_What to do_
This task calls for printing every entry exactly.

Entries taken from a collection

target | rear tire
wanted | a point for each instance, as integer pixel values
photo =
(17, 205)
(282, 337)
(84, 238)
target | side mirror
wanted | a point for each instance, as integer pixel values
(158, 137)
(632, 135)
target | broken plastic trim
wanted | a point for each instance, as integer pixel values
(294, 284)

_Written solution_
target | rear tire
wanted | a point for each instance, as integer pixel values
photo =
(17, 205)
(282, 337)
(84, 238)
target | side mirror
wanted | a point for each instance, as integer pixel values
(158, 137)
(632, 135)
target | broken plastic trim
wanted | a point for each instance, as integer pixel values
(294, 284)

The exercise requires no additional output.